→ Material for this task
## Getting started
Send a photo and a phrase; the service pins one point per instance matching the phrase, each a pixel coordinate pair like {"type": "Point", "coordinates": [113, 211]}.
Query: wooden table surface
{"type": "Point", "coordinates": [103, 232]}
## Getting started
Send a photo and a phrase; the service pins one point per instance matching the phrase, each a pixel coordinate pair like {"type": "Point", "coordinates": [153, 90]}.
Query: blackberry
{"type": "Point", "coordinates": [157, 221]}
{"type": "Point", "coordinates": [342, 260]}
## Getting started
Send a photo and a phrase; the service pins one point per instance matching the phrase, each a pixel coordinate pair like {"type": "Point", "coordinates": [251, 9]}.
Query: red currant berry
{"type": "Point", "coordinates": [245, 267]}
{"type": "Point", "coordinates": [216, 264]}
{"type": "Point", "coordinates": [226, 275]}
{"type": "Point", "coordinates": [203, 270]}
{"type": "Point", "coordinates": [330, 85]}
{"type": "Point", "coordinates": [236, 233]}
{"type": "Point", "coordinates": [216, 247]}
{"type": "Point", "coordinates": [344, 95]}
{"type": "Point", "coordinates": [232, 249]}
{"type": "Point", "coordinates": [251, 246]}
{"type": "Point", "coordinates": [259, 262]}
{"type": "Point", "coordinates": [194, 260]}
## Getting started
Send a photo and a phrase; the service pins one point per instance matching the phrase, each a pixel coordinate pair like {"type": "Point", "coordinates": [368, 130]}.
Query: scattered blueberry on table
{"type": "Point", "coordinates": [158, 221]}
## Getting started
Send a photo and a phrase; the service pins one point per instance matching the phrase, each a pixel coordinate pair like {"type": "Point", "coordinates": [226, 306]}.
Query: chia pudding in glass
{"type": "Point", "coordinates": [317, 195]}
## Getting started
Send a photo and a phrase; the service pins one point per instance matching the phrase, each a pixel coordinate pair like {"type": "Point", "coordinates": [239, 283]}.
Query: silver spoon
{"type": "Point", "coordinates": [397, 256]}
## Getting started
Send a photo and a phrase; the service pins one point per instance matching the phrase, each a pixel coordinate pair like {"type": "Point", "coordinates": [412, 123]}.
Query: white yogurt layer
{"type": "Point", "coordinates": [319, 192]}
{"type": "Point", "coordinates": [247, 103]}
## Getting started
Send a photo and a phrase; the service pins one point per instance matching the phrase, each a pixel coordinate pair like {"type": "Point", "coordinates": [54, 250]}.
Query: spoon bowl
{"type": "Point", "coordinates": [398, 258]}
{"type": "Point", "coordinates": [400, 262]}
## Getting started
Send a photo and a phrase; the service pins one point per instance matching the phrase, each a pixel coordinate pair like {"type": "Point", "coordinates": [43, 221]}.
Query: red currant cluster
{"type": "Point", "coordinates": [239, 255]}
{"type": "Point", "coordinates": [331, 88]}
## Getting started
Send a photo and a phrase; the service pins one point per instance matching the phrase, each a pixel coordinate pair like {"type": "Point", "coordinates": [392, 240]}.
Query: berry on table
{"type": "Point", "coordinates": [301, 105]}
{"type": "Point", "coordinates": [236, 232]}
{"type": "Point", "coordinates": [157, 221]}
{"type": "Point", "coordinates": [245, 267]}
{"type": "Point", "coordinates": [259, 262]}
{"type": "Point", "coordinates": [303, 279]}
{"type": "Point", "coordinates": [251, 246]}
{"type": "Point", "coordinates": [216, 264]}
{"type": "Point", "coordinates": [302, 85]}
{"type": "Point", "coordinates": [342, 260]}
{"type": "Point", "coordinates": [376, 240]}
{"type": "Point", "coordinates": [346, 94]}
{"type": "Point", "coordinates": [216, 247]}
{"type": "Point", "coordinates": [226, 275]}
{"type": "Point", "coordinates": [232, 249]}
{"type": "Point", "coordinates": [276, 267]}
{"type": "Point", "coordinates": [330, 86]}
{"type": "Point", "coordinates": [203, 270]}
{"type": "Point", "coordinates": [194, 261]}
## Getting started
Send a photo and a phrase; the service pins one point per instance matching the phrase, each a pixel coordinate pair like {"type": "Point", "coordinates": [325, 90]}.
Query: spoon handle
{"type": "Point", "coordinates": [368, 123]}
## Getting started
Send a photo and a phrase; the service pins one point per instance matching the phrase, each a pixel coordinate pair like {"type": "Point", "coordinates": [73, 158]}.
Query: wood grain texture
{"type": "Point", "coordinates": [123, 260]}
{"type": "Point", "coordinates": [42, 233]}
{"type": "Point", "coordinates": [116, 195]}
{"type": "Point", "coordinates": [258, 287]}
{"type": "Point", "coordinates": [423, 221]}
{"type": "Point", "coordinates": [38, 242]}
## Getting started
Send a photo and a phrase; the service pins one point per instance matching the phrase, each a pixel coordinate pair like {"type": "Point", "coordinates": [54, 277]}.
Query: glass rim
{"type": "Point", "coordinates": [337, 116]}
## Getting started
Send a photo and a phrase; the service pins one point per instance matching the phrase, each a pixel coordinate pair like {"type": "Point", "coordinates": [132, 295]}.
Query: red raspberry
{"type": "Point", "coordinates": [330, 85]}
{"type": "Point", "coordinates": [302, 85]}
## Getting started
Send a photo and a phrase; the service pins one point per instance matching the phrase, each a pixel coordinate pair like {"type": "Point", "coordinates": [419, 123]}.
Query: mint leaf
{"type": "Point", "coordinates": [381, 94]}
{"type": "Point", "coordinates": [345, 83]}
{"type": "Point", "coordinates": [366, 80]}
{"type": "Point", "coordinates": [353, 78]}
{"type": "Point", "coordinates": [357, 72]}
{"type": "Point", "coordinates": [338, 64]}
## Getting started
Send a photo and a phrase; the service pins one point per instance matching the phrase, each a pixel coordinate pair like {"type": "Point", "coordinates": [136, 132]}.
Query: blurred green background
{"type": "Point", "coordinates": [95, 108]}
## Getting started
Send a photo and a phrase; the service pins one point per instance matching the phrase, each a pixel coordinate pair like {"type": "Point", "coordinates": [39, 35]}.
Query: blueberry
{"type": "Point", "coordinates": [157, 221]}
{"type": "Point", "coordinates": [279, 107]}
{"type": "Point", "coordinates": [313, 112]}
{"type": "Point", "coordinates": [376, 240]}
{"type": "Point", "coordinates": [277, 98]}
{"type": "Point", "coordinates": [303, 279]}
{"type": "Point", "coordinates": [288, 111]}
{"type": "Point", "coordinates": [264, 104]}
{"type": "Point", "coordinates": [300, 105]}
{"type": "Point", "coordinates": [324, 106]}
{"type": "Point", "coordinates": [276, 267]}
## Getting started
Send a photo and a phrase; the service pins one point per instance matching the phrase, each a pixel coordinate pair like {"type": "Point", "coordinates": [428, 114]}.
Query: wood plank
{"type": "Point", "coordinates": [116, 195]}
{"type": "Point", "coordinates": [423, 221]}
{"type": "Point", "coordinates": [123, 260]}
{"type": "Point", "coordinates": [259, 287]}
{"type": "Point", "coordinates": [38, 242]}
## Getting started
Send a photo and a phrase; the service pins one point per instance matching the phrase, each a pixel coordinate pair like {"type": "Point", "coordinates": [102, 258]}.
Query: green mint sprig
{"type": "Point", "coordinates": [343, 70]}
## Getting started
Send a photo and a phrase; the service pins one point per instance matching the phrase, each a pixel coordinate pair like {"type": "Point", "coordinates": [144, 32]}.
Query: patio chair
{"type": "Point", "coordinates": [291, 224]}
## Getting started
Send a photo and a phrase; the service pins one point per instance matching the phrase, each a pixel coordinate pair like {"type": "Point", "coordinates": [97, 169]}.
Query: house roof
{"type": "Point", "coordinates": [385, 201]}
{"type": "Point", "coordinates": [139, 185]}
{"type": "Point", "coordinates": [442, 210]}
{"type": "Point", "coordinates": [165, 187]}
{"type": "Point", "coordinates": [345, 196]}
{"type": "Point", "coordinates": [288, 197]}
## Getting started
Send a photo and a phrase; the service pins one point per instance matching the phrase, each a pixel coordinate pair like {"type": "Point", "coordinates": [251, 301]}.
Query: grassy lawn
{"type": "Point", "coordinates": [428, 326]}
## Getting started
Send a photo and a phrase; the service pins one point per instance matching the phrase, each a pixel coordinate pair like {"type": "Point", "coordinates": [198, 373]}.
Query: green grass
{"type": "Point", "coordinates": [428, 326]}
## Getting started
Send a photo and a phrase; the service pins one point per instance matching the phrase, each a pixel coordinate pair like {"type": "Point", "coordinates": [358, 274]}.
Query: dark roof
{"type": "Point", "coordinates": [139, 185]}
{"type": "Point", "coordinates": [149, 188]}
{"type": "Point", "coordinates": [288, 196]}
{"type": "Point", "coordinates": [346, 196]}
==
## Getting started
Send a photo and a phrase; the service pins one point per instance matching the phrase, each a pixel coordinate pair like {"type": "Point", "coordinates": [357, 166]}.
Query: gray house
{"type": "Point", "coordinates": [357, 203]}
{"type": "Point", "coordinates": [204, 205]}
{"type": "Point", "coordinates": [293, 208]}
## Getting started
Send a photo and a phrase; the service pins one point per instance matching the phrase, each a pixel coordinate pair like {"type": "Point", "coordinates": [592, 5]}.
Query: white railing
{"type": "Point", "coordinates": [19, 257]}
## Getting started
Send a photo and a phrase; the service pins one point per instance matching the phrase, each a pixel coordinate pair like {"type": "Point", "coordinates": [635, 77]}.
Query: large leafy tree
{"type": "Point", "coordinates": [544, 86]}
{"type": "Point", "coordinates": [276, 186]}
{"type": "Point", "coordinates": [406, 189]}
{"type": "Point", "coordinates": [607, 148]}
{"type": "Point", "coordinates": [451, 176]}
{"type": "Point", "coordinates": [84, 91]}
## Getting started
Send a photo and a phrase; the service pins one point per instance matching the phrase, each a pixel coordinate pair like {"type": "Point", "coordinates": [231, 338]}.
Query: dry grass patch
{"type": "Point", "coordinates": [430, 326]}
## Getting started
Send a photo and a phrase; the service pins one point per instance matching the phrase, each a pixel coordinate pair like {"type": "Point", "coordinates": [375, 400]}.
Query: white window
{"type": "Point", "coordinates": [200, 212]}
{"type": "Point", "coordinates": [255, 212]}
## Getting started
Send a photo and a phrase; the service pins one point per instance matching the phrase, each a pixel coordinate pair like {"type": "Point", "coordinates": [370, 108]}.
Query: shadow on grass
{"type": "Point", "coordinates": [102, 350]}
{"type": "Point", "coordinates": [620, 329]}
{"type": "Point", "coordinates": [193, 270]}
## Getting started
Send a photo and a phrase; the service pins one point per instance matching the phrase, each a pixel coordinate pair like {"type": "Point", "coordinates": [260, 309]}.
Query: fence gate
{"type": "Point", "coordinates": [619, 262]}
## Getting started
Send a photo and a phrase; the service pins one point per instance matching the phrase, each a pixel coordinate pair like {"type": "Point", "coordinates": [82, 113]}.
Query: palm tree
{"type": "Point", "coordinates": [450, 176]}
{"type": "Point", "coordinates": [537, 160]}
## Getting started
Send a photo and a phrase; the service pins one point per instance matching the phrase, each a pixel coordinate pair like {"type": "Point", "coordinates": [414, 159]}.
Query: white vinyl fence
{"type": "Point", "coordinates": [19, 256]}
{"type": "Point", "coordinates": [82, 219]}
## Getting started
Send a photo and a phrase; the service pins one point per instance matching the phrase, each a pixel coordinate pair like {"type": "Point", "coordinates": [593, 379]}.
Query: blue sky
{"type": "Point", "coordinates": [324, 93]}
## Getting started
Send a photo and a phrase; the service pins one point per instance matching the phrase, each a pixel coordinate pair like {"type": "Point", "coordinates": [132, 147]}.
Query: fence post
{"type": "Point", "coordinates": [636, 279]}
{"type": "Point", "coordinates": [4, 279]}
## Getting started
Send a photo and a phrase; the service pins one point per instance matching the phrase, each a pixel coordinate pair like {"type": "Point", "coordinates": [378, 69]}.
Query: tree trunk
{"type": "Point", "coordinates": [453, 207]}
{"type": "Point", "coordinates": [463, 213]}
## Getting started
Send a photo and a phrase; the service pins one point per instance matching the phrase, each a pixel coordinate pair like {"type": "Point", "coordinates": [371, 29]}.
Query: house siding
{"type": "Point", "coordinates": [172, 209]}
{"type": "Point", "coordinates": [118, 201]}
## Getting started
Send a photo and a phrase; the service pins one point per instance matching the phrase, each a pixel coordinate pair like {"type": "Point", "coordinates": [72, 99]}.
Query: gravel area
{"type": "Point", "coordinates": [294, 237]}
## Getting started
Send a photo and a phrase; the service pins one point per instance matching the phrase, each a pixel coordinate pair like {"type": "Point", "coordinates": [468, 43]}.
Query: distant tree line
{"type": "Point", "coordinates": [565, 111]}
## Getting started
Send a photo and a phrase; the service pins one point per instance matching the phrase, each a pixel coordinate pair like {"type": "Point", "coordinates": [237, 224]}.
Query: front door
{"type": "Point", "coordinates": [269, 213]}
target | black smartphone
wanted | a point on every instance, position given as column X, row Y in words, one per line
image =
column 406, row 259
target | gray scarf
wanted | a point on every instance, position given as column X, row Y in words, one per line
* * *
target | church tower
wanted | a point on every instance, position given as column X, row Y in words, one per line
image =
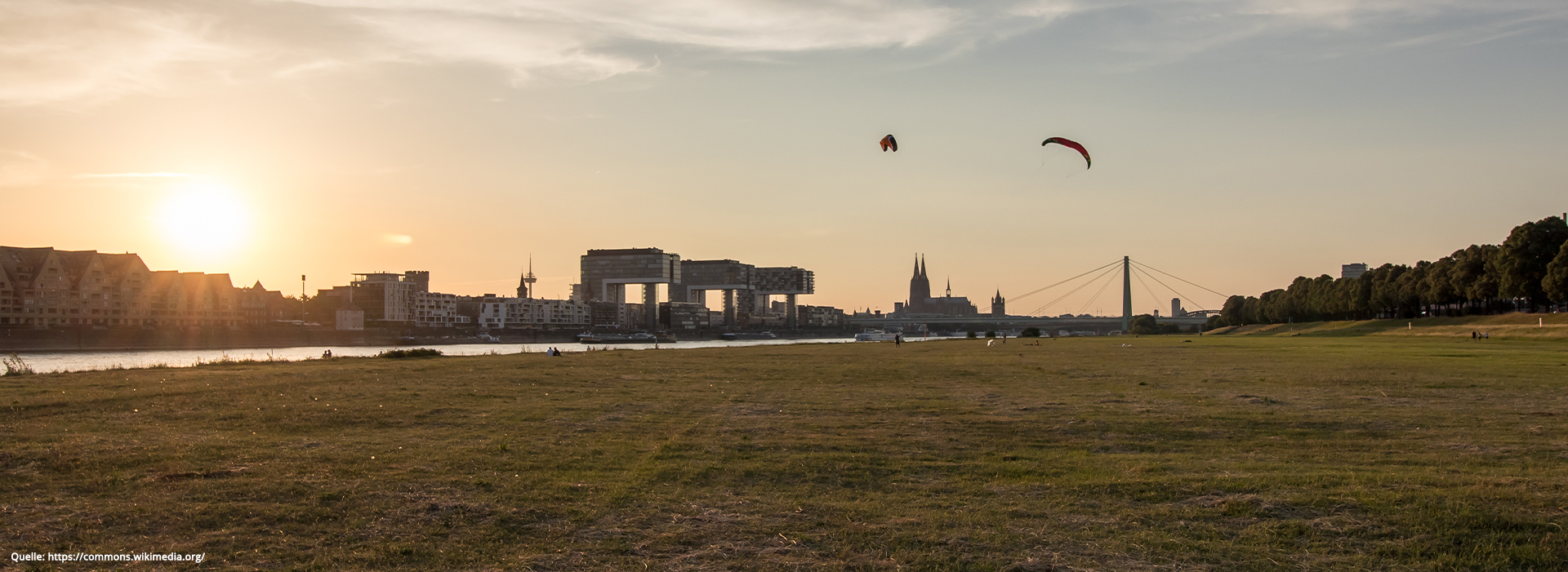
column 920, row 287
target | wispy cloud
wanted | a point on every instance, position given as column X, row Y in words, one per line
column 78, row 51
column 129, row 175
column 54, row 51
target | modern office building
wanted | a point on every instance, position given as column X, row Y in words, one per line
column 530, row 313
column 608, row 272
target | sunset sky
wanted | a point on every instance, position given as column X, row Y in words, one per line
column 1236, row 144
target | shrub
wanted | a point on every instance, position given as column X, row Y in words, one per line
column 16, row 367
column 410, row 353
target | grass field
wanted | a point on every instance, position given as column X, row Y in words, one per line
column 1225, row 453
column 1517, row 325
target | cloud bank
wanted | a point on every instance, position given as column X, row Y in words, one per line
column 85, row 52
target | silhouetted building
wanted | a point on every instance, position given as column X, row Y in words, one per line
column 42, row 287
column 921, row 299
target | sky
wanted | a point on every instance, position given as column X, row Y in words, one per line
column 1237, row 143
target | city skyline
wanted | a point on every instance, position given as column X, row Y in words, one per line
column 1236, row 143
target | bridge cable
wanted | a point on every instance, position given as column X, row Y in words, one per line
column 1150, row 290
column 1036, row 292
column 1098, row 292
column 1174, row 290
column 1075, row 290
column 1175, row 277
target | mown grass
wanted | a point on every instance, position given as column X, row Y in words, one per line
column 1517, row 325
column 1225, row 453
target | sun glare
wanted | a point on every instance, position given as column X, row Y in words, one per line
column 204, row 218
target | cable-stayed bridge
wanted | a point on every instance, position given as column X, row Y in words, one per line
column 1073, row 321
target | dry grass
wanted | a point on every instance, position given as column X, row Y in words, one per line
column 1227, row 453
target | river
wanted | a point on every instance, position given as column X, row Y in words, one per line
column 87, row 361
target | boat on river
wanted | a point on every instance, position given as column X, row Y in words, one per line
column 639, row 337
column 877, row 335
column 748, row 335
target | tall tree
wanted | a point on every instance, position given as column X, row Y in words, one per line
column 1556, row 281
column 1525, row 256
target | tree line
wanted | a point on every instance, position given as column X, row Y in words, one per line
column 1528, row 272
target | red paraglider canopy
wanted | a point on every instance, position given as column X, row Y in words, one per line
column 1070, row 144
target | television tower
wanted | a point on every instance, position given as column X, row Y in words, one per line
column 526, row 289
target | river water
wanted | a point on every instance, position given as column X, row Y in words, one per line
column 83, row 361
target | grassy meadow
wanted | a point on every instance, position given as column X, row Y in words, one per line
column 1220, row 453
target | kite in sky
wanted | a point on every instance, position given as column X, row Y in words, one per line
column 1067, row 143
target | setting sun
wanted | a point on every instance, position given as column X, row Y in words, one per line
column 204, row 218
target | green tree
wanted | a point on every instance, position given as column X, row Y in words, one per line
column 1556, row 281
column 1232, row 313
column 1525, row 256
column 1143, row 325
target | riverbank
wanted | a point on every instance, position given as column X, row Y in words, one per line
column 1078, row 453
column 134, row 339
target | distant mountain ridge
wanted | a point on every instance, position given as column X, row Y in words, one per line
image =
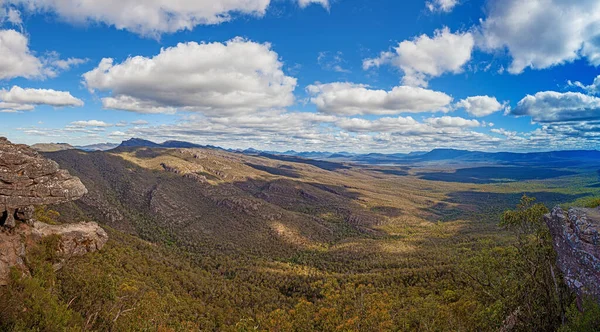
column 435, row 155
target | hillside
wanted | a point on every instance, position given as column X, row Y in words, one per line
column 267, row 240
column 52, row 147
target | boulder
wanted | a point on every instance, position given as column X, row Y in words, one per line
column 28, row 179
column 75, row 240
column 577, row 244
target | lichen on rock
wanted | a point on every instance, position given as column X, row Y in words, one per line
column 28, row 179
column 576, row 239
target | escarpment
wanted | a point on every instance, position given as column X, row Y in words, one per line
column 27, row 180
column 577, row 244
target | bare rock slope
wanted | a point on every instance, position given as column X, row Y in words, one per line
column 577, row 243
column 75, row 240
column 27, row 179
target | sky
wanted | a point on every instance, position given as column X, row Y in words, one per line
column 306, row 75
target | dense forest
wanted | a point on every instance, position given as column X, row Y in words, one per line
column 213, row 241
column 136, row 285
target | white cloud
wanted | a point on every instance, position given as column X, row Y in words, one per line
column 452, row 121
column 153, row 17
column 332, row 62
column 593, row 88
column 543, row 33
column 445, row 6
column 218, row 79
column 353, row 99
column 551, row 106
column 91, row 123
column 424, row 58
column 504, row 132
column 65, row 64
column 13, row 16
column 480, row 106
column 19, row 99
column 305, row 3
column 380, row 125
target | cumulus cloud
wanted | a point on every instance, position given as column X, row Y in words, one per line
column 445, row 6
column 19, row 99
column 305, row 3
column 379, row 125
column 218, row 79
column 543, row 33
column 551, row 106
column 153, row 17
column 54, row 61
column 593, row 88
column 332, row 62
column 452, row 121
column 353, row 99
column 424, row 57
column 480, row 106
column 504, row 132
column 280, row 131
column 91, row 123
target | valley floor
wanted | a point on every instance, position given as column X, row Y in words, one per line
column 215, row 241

→ Problem to work on
Copy the material above without any change, starting at the line that contains "target | bare rock slope" and stopping after the line that contains "column 380, row 125". Include both of those lines.

→ Final answer
target | bare rock slope
wanted | a point on every instance, position given as column X, row Y in words, one per line
column 577, row 243
column 75, row 240
column 27, row 179
target | sky
wanted | a point on every instance, position given as column X, row Y in words, one per line
column 306, row 75
target | dense forest
wanted | a point on every instance, position given as column X, row Y in words, one per line
column 213, row 241
column 136, row 285
target | white cloud
wanted | a point on every instance, position given as column X, row Y in words, one per line
column 452, row 121
column 153, row 17
column 332, row 62
column 593, row 88
column 543, row 33
column 445, row 6
column 218, row 79
column 353, row 99
column 551, row 106
column 91, row 123
column 424, row 58
column 504, row 132
column 65, row 64
column 13, row 16
column 480, row 106
column 19, row 99
column 305, row 3
column 380, row 125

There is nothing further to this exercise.